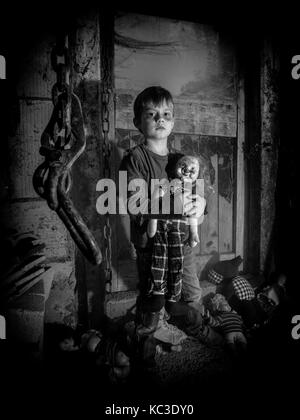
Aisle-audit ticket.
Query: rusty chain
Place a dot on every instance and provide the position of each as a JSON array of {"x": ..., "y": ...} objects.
[{"x": 62, "y": 142}]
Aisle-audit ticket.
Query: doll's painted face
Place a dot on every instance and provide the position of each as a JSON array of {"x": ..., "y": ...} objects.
[
  {"x": 220, "y": 304},
  {"x": 187, "y": 168}
]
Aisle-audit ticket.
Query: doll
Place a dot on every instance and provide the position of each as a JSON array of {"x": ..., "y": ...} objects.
[{"x": 220, "y": 314}]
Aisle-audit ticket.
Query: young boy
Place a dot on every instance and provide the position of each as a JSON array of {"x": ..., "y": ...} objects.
[{"x": 154, "y": 118}]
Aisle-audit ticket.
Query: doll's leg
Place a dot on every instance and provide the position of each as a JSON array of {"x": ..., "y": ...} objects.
[{"x": 152, "y": 227}]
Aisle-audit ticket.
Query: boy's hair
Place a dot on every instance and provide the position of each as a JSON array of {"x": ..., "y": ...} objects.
[{"x": 155, "y": 94}]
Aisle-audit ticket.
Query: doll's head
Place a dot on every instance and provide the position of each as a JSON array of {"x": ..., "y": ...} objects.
[
  {"x": 217, "y": 303},
  {"x": 187, "y": 168}
]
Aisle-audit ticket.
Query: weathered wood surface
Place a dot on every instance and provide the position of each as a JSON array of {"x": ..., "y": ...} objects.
[
  {"x": 269, "y": 146},
  {"x": 24, "y": 147}
]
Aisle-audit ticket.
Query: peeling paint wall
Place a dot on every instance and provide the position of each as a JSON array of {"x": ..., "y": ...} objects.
[
  {"x": 269, "y": 146},
  {"x": 25, "y": 211}
]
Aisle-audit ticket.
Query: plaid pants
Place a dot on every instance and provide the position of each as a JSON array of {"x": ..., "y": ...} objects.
[{"x": 167, "y": 258}]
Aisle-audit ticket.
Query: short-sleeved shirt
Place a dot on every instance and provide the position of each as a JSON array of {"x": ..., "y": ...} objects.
[{"x": 142, "y": 163}]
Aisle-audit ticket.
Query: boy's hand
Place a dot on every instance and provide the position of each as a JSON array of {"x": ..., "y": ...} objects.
[
  {"x": 193, "y": 239},
  {"x": 193, "y": 204}
]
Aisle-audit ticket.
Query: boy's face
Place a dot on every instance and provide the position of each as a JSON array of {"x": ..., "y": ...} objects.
[{"x": 157, "y": 121}]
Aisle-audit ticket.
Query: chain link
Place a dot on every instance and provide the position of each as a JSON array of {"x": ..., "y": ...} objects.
[
  {"x": 106, "y": 150},
  {"x": 60, "y": 60}
]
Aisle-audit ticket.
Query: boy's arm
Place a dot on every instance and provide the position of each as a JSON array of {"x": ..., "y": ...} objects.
[{"x": 131, "y": 166}]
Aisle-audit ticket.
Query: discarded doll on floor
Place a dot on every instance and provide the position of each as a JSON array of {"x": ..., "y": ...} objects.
[{"x": 220, "y": 315}]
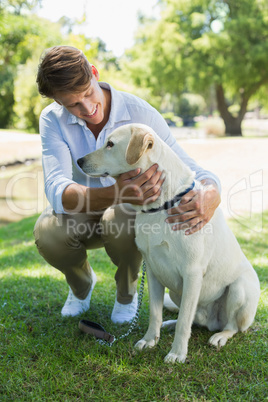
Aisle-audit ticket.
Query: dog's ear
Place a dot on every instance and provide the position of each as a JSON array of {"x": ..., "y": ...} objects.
[{"x": 140, "y": 141}]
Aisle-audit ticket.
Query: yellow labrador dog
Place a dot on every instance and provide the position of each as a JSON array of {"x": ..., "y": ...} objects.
[{"x": 208, "y": 276}]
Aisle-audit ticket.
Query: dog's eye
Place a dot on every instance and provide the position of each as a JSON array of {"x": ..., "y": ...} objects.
[{"x": 110, "y": 144}]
|---|
-- Aim --
Omit the pictures, then quote the rest of the material above exactly.

-- Exercise answer --
Aisle-audit ticket.
Query: rusty chain
Place a dot on every instance and provide the position of each as a JSON array of {"x": ..., "y": ...} objects.
[{"x": 62, "y": 142}]
Aisle-audit ticket.
Query: doll's painted face
Place a dot on every instance and provide the position of each as a JSON array of {"x": ..., "y": ...} objects.
[
  {"x": 220, "y": 304},
  {"x": 187, "y": 168}
]
Aisle-audit ticket.
Query: doll
Place a dot on every instance and provide the position of each as a JSON array of {"x": ..., "y": ...} objects.
[{"x": 220, "y": 314}]
Aisle-audit ticket.
Query: young boy
Place a dot on every instance and provide the position of each as a JSON array of {"x": ..., "y": ...} objects.
[{"x": 154, "y": 118}]
Aisle-audit ticket.
Query: doll's leg
Place a dot on every instance and provide the position of each as a JSON array of {"x": ..., "y": ...} objects.
[{"x": 152, "y": 227}]
Aisle-audit ticket.
Query: boy's hair
Place a dot on every instance and provide the position of each as a JSON array of {"x": ..., "y": ...} objects.
[{"x": 155, "y": 94}]
Aisle-audit ticket.
Query: doll's head
Place a dot on every instance and provide the position of each as a JSON array of {"x": ..., "y": ...} objects.
[
  {"x": 217, "y": 303},
  {"x": 187, "y": 168}
]
Aisle-audit ticket.
Query: weathered wood surface
Place a dot on every instance and provide the position of each as a JSON array of {"x": ..., "y": ...} objects.
[
  {"x": 269, "y": 146},
  {"x": 24, "y": 147}
]
Aisle-audit ticket.
Query: peeling paint wall
Place a dot on every instance and provide the position of each as a JSON array of {"x": ..., "y": ...} objects.
[
  {"x": 269, "y": 146},
  {"x": 25, "y": 211}
]
Aisle-audit ticket.
Query: plaid pants
Place a dot on every instance and provide the position of each as a JSON array of {"x": ..., "y": ...} objects.
[{"x": 167, "y": 258}]
Aisle-audit ticket.
Query: short-sleeved shirt
Place a dot on every instance and provide the position of each as a JSON array of {"x": ..., "y": ...} objects.
[{"x": 142, "y": 163}]
Aisle-audit ticket.
Query: boy's hand
Place a dot on every instance and provide the position of each as a JSON array of {"x": ..., "y": ...} objects.
[
  {"x": 193, "y": 239},
  {"x": 193, "y": 204}
]
Aisle-audit ticket.
Query: boy's face
Place a dot on every instance and provide the position of each as a JSON array of {"x": ..., "y": ...} objects.
[{"x": 157, "y": 121}]
Aisle-audit ticket.
Query: chain link
Place a dot on every instance and provide the position of each as a JSON array of {"x": ..., "y": ...} objects.
[
  {"x": 106, "y": 150},
  {"x": 60, "y": 60}
]
Aisle-audit ticket.
Query: boy's arm
Place a dot on every instance and provide the position of each as a JSON array of {"x": ..., "y": ...} objects.
[{"x": 131, "y": 166}]
Aisle-audit ticket.
Query: discarded doll on floor
Place a dot on every instance and provide the position of each as a JSON array of {"x": ..., "y": ...} objects.
[{"x": 220, "y": 315}]
Aisle-audit ticket.
Query: dog's ear
Place a dot on every instance and provide the position of each as a JSON array of {"x": ..., "y": ...} objects.
[{"x": 140, "y": 141}]
Aisle-audit ticket.
Query: yellow labrador dog
Place a dot on every instance and provide the position of each as a JSON array of {"x": ..., "y": ...} objects.
[{"x": 208, "y": 276}]
Aisle-audit ticket.
Query: dog's eye
Place a dot on every instance and provide the position of each as a JSON array of {"x": ..., "y": ...} objects.
[{"x": 110, "y": 144}]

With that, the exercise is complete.